───── Source data
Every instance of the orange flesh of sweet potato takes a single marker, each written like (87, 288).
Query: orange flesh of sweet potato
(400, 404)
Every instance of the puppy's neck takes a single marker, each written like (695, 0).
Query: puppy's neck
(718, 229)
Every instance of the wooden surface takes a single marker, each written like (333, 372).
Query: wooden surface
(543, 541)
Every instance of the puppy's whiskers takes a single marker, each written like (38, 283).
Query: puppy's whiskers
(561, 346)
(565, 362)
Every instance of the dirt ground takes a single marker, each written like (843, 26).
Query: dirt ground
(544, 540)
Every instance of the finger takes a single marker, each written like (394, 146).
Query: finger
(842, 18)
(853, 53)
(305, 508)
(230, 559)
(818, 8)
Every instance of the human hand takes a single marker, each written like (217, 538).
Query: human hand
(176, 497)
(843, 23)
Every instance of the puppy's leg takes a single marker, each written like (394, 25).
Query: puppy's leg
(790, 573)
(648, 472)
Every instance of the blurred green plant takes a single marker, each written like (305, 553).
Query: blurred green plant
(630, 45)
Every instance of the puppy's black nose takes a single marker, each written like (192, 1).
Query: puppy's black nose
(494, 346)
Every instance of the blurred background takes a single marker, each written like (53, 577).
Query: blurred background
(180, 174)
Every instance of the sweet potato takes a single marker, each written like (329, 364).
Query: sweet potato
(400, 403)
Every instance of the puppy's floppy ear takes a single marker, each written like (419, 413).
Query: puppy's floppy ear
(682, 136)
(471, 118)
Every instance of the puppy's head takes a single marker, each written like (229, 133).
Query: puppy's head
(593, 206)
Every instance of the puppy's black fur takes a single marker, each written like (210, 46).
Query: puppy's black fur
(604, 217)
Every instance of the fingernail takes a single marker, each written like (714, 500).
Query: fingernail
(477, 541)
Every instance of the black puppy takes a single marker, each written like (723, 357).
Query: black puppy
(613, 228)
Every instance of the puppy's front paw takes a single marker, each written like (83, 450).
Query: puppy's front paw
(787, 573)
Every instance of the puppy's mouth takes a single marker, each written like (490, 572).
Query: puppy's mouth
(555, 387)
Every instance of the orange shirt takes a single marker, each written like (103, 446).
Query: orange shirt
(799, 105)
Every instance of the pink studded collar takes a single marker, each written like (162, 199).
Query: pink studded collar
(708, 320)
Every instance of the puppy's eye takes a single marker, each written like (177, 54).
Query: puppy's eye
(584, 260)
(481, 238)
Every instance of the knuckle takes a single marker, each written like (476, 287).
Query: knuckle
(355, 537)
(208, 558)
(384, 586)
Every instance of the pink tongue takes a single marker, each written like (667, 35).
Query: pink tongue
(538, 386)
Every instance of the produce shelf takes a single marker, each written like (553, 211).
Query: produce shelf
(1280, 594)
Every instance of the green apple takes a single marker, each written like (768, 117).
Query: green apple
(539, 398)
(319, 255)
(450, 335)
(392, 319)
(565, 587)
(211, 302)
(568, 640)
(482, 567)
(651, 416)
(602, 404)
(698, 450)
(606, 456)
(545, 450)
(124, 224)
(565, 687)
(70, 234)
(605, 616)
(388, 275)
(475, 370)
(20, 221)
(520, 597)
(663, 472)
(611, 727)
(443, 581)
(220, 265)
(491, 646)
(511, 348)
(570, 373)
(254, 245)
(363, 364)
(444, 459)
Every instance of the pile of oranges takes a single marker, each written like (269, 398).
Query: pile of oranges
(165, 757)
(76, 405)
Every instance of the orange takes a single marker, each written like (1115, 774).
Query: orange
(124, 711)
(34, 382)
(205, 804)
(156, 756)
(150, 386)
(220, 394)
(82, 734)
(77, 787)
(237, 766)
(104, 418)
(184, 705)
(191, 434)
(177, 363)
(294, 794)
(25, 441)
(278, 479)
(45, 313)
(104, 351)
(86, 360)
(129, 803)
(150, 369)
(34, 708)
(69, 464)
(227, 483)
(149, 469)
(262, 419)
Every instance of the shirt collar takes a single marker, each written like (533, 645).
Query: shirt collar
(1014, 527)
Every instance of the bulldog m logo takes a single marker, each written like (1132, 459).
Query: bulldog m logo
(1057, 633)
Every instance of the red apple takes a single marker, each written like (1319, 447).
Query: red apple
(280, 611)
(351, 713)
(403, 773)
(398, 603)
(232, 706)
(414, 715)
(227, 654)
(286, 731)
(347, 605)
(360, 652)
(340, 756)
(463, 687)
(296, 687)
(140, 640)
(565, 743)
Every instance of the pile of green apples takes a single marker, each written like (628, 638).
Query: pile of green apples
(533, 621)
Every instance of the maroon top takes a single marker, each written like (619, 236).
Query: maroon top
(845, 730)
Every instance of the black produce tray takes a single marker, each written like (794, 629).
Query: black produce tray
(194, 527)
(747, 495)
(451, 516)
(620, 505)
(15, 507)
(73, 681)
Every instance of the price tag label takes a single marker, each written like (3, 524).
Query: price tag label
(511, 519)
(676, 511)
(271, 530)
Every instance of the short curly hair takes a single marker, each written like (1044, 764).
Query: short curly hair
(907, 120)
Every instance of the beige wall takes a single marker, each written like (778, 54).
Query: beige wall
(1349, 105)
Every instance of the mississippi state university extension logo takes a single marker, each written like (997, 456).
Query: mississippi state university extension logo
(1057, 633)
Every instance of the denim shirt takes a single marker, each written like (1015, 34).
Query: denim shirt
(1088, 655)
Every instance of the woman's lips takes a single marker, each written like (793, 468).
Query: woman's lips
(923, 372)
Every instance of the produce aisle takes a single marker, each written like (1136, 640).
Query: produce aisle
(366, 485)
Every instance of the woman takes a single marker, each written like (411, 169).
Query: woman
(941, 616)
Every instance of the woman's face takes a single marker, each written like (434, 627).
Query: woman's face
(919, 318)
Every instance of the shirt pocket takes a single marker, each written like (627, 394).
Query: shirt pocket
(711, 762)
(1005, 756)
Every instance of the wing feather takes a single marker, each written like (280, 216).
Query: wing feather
──────────
### What is required
All of the entries above must be transcribed exactly.

### Written solution
Every instance of the orange flesh of sweet potato takes a single marker, each written like (87, 288).
Query: orange flesh of sweet potato
(400, 404)
Every instance of the puppy's neck takes a single marker, each written like (695, 0).
Query: puppy's neck
(718, 229)
Every instance of the wooden surface takes a single marker, each written like (333, 372).
Query: wooden surface
(543, 541)
Every instance of the puppy's whiskers takes a single marker, each written like (38, 283).
Query: puppy's whiskers
(561, 346)
(565, 362)
Every instance of the dirt ground takes a single marker, each written like (843, 26).
Query: dirt ground
(544, 540)
Every instance of the finger takes a single marker, each written like (394, 146).
Query: finger
(842, 18)
(853, 53)
(305, 508)
(230, 559)
(818, 8)
Every instance of the human hand takes a single marker, each written like (217, 538).
Query: human hand
(176, 497)
(843, 23)
Every instance of the puppy's leg takes a single marker, each written like (394, 25).
Query: puppy's leg
(790, 573)
(648, 472)
Every instance of the blurred green plant takes a single marker, each written like (305, 553).
Query: blurred green plant
(630, 45)
Every instance of the puppy's black nose takes a single marker, each written like (192, 1).
Query: puppy's black nose
(494, 346)
Every instance of the blurred background takes a single marker, each written like (53, 577).
Query: blurred background
(180, 174)
Every instance of the sweet potato takes a single marker, each written like (329, 364).
Query: sweet potato
(400, 403)
Every instance of the puppy's floppy ear takes a single marker, each written like (419, 413).
Query: puppy's floppy ear
(682, 136)
(471, 118)
Every instance of the puppy's head takes a single marker, each written like (229, 133).
Query: puppy's head
(593, 206)
Every instance of the puppy's black fur takes a single marker, each written like (210, 46).
Query: puppy's black fur
(604, 217)
Every instance of the fingernail takes a single marker, each written like (714, 500).
Query: fingernail
(477, 541)
Every instance of the black puppy takes a single marker, each written like (723, 357).
Query: black puppy
(613, 228)
Every instance of the puppy's front paw takes a single marker, each written like (83, 450).
Query: puppy's front paw
(787, 573)
Every instance of the puppy's mouth takes a single marker, each written like (490, 572).
Query: puppy's mouth
(555, 387)
Every instance of the orange shirt takes a single marker, each written like (103, 446).
Query: orange shirt
(799, 105)
Every instance of the pink studded collar takes a single marker, each written like (162, 199).
Query: pink studded collar
(708, 320)
Every instance of the puppy's eye takes a single marker, each written like (177, 54).
Query: puppy's eye
(584, 260)
(481, 238)
Every instance of the knuckle takes a single marker, each written like (476, 287).
Query: knuckle
(355, 537)
(208, 558)
(384, 586)
Every instance of the pink tongue takes a single marker, each written like (667, 35).
Query: pink tongue
(538, 386)
Every instance of the produce shelf takes a single marker, each written like (553, 211).
Query: produce shelf
(1280, 594)
Every instance of the green apple takes a single marker, each written like (768, 117).
Query: green apple
(539, 398)
(319, 255)
(450, 335)
(392, 319)
(565, 587)
(211, 302)
(568, 640)
(482, 567)
(651, 416)
(602, 404)
(698, 450)
(606, 456)
(545, 450)
(124, 224)
(565, 687)
(70, 234)
(605, 616)
(388, 275)
(475, 370)
(20, 221)
(520, 597)
(663, 472)
(611, 727)
(443, 581)
(220, 265)
(491, 646)
(511, 348)
(570, 373)
(254, 245)
(363, 364)
(444, 459)
Every instance of the pile of oranges takes a single marker, each written like (269, 398).
Query: pile of oranges
(165, 757)
(76, 405)
Every instance of the orange takes a single marker, each written like (1115, 774).
Query: orange
(124, 711)
(34, 382)
(205, 804)
(156, 756)
(150, 386)
(220, 394)
(82, 734)
(77, 787)
(237, 766)
(104, 418)
(184, 705)
(191, 434)
(177, 363)
(294, 794)
(25, 441)
(278, 479)
(45, 313)
(104, 351)
(86, 360)
(129, 803)
(150, 369)
(34, 708)
(69, 464)
(227, 483)
(149, 469)
(262, 419)
Every instance of the shirt collar takes a single marker, each written like (533, 645).
Query: shirt collar
(1014, 527)
Every instance of the bulldog m logo takes a single marker, each written like (1132, 459).
Query: bulldog m logo
(1057, 633)
Every instance of the red apple takes a single marker, each written like (1319, 447).
Query: red apple
(280, 611)
(351, 713)
(403, 773)
(398, 603)
(232, 706)
(414, 715)
(227, 654)
(286, 731)
(347, 605)
(360, 652)
(340, 756)
(463, 687)
(296, 687)
(140, 640)
(565, 743)
Every instance of the pile of green apples takes a single marker, each written like (628, 638).
Query: pile of green apples
(533, 621)
Every instance of the maroon top takes a single marker, each written like (619, 236).
Query: maroon top
(845, 730)
Every instance of the black produce tray takes a single marker, each written like (794, 629).
Query: black produce tray
(194, 527)
(747, 495)
(451, 516)
(620, 505)
(15, 507)
(73, 681)
Every instance of the price tag label takes a single marker, each written like (3, 524).
Query: price tag label
(511, 519)
(676, 511)
(271, 530)
Every instance of the short curly hair takes a single marker, each written like (1044, 764).
Query: short curly hair
(907, 120)
Every instance of the beige wall takes a single marker, each written like (778, 54).
Query: beige wall
(1349, 105)
Every instance of the mississippi state university extension logo takes a single marker, each written like (997, 456).
Query: mississippi state university extension logo
(1057, 633)
Every instance of the denim shirt takes a single marker, each written like (1015, 34).
Query: denim shirt
(1088, 655)
Every instance of the woman's lips takes a single marker, each written like (793, 468).
Query: woman's lips
(923, 372)
Every instance of the produce aisle takes a single marker, each written like (1136, 640).
Query: produce aisle
(366, 485)
Every instance of the woman takes a single marker, each written like (411, 169).
Query: woman
(941, 616)
Every instance of the woman's face takes a single marker, each written like (434, 627).
Query: woman's face
(919, 318)
Every instance of the shirt pocket takes a single marker, each written like (627, 394).
Query: shirt pocket
(711, 762)
(1005, 756)
Every instance of the wing feather takes a single marker, each written like (280, 216).
Query: wing feather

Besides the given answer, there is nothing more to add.